[Records contained in a dataset]
=== Section Start ===

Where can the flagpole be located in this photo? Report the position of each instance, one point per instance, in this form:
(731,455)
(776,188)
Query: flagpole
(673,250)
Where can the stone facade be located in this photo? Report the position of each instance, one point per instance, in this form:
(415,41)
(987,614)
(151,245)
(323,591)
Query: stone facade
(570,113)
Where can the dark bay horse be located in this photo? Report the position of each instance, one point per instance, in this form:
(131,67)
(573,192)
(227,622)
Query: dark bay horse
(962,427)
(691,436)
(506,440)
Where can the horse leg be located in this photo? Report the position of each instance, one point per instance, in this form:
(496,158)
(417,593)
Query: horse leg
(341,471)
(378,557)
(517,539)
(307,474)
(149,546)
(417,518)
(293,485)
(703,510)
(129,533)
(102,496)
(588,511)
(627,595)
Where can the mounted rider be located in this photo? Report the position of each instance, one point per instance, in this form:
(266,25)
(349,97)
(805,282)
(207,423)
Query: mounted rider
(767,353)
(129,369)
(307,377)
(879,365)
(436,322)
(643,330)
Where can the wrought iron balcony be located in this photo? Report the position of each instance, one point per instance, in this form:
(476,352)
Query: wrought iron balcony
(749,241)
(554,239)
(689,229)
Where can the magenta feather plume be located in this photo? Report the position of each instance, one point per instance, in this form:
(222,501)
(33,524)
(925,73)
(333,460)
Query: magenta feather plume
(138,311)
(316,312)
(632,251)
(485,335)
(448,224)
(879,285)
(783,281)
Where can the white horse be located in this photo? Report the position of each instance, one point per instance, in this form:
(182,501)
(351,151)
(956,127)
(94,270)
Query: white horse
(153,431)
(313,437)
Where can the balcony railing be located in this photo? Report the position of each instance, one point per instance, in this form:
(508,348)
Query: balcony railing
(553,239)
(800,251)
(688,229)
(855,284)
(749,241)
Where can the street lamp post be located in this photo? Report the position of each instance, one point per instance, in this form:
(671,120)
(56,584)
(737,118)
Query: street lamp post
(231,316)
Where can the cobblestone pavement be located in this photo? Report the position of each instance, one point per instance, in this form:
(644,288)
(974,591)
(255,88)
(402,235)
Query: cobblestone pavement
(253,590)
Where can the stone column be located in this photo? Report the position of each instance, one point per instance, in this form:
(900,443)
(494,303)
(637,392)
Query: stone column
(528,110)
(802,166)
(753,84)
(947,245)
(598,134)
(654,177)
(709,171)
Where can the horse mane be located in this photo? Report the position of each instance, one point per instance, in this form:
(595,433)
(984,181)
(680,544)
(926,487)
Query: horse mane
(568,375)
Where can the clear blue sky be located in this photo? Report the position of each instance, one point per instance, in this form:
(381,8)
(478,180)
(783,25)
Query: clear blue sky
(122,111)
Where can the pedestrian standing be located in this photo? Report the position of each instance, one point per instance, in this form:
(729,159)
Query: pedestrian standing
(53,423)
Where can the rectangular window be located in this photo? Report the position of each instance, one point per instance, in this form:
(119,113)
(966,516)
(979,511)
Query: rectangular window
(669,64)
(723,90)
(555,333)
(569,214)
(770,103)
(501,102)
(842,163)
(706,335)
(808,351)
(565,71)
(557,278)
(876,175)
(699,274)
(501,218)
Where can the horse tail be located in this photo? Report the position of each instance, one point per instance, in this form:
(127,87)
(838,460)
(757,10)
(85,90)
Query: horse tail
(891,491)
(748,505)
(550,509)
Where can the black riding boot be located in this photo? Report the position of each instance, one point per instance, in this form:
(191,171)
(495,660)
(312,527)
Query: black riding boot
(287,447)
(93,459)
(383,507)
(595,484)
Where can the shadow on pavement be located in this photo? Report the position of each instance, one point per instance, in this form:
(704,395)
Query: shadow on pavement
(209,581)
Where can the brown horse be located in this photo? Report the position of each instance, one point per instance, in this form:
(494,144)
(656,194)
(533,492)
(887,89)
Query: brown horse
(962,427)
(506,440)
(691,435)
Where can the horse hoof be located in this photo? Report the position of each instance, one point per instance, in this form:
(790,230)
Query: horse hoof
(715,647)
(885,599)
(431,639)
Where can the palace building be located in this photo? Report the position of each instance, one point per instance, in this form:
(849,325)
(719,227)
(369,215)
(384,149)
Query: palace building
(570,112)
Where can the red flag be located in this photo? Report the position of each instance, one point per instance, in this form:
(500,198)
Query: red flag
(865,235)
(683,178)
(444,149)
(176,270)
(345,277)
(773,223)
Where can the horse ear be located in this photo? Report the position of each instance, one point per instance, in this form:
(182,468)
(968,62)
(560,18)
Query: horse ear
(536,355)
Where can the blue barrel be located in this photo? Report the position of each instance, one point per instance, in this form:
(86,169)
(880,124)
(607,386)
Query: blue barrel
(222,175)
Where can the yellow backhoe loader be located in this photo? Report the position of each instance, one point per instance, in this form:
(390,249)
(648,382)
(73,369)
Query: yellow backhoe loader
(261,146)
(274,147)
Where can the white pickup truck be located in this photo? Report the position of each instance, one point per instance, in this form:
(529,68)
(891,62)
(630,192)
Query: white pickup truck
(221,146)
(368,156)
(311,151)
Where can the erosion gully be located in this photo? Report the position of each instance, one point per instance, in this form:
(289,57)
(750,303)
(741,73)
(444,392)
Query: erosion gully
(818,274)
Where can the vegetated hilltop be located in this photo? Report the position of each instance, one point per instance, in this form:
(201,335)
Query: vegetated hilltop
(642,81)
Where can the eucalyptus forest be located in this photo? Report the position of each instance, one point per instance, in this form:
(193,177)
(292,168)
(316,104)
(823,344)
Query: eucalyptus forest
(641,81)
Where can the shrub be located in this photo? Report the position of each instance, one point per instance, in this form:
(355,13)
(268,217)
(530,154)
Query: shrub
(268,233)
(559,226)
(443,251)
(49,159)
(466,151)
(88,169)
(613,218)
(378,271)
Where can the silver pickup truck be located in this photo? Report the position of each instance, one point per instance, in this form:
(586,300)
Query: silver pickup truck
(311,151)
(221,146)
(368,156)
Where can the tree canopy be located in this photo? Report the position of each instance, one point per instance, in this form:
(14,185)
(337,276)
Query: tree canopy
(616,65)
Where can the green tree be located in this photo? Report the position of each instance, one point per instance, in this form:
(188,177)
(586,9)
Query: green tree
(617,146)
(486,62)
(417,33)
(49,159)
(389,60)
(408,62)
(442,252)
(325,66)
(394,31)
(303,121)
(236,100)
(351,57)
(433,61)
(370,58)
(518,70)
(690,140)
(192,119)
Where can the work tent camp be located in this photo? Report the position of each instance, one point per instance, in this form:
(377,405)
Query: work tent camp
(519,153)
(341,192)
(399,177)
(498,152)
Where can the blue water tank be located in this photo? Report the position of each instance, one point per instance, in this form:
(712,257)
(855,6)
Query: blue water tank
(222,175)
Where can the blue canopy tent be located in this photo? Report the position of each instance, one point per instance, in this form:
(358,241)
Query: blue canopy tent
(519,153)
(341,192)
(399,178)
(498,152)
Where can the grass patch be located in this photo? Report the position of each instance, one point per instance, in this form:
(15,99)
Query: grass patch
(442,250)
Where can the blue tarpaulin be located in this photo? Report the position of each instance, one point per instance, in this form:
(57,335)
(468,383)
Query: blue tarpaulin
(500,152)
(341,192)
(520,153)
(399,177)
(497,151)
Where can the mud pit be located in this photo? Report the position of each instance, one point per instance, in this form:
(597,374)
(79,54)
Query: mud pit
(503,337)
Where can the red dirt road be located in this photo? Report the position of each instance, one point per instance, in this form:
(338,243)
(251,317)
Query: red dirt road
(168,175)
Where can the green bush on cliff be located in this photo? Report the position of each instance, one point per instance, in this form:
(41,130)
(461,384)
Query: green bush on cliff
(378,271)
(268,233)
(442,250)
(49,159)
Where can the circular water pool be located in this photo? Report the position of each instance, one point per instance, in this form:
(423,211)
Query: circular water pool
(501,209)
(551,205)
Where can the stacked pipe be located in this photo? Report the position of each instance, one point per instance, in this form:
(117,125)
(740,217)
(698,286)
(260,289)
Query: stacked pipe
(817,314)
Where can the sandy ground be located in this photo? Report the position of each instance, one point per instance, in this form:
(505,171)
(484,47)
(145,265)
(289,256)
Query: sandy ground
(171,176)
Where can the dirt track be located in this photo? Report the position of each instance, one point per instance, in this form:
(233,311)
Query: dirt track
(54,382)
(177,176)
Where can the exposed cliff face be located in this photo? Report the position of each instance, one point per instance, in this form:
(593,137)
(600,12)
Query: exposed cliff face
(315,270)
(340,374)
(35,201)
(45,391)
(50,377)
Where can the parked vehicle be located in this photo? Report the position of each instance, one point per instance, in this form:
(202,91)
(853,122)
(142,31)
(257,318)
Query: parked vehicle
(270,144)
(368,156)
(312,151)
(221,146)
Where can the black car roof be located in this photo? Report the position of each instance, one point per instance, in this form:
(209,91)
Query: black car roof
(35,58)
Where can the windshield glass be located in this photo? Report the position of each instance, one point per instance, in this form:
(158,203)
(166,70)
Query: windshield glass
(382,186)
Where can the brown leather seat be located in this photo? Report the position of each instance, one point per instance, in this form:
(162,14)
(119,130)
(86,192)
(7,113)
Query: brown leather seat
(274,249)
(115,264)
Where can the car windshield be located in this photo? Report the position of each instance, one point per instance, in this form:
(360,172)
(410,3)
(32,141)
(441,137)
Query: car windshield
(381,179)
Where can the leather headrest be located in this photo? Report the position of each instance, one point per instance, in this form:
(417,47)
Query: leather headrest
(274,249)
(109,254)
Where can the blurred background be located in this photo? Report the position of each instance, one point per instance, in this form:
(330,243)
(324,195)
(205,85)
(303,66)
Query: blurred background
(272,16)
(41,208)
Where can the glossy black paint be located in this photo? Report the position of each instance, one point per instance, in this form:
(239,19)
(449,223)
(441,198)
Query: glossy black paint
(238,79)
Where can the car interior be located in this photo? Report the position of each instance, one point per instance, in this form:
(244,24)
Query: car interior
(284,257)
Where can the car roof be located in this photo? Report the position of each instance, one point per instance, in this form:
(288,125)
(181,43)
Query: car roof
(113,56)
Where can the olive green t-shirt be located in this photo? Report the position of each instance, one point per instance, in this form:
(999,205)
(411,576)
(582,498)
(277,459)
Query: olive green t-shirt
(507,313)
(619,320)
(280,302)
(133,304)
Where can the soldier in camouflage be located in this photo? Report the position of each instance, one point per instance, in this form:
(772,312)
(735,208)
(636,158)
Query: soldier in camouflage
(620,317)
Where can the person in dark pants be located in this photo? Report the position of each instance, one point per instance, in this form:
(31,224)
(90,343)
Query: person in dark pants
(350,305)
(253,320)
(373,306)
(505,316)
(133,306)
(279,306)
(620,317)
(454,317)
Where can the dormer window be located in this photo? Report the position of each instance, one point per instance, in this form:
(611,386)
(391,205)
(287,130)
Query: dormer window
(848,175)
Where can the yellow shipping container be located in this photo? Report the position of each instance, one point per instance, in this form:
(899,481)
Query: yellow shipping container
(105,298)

=== Section End ===

### TASK DIRECTIONS:
Your task for the entries above: copy exactly the span starting with the line with "Query: palace building" and going on through the line with "Where can the horse ear", both lines included, and nothing else.

### WORKED SOLUTION:
Query: palace building
(570,112)
Where can the red flag be located in this photo? Report the position of each instance, one point per instance, in this form:
(500,198)
Query: red flag
(865,235)
(683,178)
(444,149)
(176,270)
(345,277)
(773,223)
Where can the horse ear be located in this photo? Report the position of each instance, one point per instance, in this form:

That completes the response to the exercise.